(Entries from a dataset)
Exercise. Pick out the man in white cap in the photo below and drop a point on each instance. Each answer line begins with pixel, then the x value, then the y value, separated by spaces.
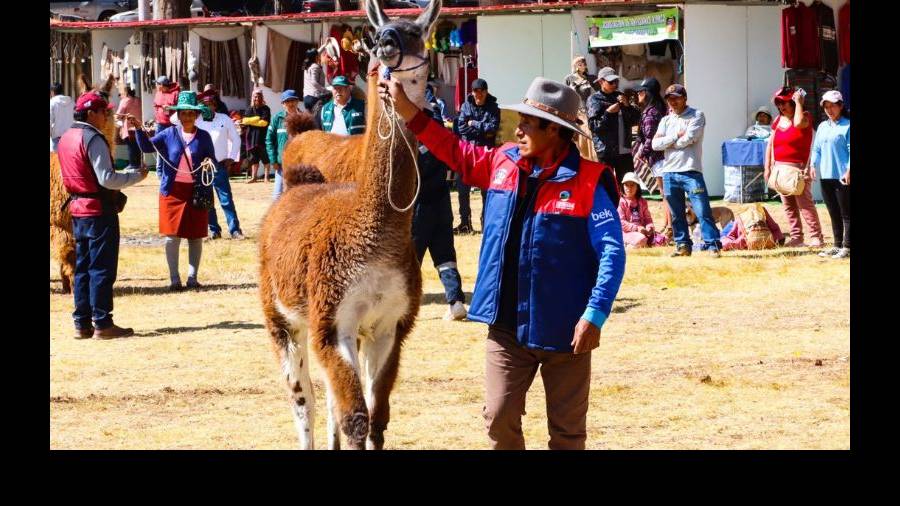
pixel 551 258
pixel 610 119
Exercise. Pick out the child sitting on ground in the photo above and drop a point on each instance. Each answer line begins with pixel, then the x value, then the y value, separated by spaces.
pixel 753 228
pixel 637 224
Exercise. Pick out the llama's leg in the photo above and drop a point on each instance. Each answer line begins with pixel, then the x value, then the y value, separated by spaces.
pixel 334 434
pixel 338 355
pixel 382 361
pixel 303 399
pixel 291 347
pixel 64 276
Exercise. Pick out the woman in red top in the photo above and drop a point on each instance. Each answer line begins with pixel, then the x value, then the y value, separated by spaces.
pixel 790 144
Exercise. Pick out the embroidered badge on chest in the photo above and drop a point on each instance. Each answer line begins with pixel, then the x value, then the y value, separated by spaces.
pixel 500 176
pixel 563 202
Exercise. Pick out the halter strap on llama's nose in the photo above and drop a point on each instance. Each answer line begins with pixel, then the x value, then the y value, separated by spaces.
pixel 395 37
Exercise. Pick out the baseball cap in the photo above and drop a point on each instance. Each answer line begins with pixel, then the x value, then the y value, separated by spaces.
pixel 340 81
pixel 91 101
pixel 607 74
pixel 630 177
pixel 289 95
pixel 676 90
pixel 833 96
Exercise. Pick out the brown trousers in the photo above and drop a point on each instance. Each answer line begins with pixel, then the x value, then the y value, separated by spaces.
pixel 509 372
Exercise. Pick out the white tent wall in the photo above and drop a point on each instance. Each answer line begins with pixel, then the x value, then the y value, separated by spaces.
pixel 222 34
pixel 310 33
pixel 510 56
pixel 732 66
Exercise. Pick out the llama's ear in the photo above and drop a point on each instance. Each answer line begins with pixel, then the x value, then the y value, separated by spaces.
pixel 429 16
pixel 376 15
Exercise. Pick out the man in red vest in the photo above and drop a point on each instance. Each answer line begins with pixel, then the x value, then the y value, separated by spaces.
pixel 91 180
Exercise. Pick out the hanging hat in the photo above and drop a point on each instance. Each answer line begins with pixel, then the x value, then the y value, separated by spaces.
pixel 289 95
pixel 551 101
pixel 92 101
pixel 187 101
pixel 783 94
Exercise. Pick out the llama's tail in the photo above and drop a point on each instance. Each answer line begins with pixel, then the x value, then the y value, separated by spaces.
pixel 302 174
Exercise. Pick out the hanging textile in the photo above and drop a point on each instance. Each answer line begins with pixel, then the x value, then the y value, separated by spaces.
pixel 111 62
pixel 827 32
pixel 348 63
pixel 221 66
pixel 844 32
pixel 70 57
pixel 464 79
pixel 277 48
pixel 293 78
pixel 845 85
pixel 799 38
pixel 165 53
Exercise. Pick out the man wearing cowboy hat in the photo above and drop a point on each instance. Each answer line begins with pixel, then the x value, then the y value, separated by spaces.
pixel 91 180
pixel 551 260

> INSTRUCTIONS TO FOLLOW
Please lay out all the items above as a two-column CSV headed instruction and points, one row per item, with each item's text and its answer in a single quoted field and line breaks replaced by spaces. Leave the pictures out.

> TASK ANSWER
instruction,points
"Exercise. Pick out the man in white cap in the photo below and drop a point on each instance. Each answer line begins with pixel, then the x value, then the y value, separated by spaces.","pixel 551 258 pixel 610 119"
"Exercise. Pick out the child sitting on ground in the photo above and drop a point on each instance. Each answer line begins with pixel, then the x value, then the y value, separated by spaces.","pixel 753 228 pixel 637 224"
"Exercise. Pick out the llama's leg in the photo above and drop a point on each instance. Each answer line begins with pixel, then the x value, then the y value, separated by spaces.","pixel 334 434 pixel 338 355 pixel 382 361 pixel 303 399 pixel 291 347 pixel 64 276"
"Exercise. Pick out the woman in red top in the photo above and drop a point on each instance. Each answer line begins with pixel, then the x value, then the y value, separated by spaces.","pixel 790 144"
"Exercise. Pick out the embroidered badge on chest in the photo above and drop a point on each instance. Each answer line begins with pixel, then the x value, then the y value, separated by spaces.","pixel 500 176 pixel 563 202"
"Exercise. Pick out the halter strap on llama's nose in the photo above and drop a point on each instance. Each answer line begins with pixel, then the x value, then the y value, separated by spaces.","pixel 395 37"
"Exercise. Pick out the baseball cap in the photo above and drop a point on each instance. Each answer line begins with pixel, then the x value, then the y value, separated by spaces.","pixel 340 81 pixel 91 101 pixel 607 74 pixel 630 177 pixel 289 95 pixel 676 90 pixel 833 96"
"Exercise. Pick out the brown trousers in the photo above and drop a point on each instance. Each answer line begins with pixel, then the x value, then the y value, separated by spaces.","pixel 509 372"
"Exercise. Pick out the white tent wall in the photo above and drop a point on each instance. Each answer line begins with pixel, then the x value, then the y value, separated by spaces.","pixel 222 34 pixel 310 33 pixel 510 56 pixel 732 66"
"Exercise. Pick out the llama's ear in the photo above and drop a point on each instance. Each answer line begins with pixel, then the x value, then the y value, separated by spaces.","pixel 429 16 pixel 376 15"
"Exercise. Pick out the man in red vest in the photo above and drop a point on each instance. Each answer line begins with pixel, then the x value, then the y value, separated by spaces.","pixel 91 180"
"Exercise. Pick out the hanging hat in the photo above and drop a point on each instance. Each answer line begins with pixel, then the x value, then the y value, separated by spaces.","pixel 289 95 pixel 551 101 pixel 92 101 pixel 187 101 pixel 783 94"
"Exercise. Pick out the llama's tail in the photo above and drop a point on each instance. Each answer line begins with pixel, then the x value, then the y value, separated by spaces.","pixel 302 174"
"Exercise. Pick out the hanging textile in the photo above and drop a point on each instance. Each answer line begins with pixel, then the x value, then the y value, separated by spaces.","pixel 111 62 pixel 827 32 pixel 348 63 pixel 221 66 pixel 844 32 pixel 70 57 pixel 464 79 pixel 277 48 pixel 293 78 pixel 845 85 pixel 799 38 pixel 165 53"
"Exercise. Pick out the man wearing cowboy hat in the photo above and drop a point on each instance. Each answer line begins with pixel, then the x value, then the y value, separated by spaces.","pixel 91 180 pixel 551 260"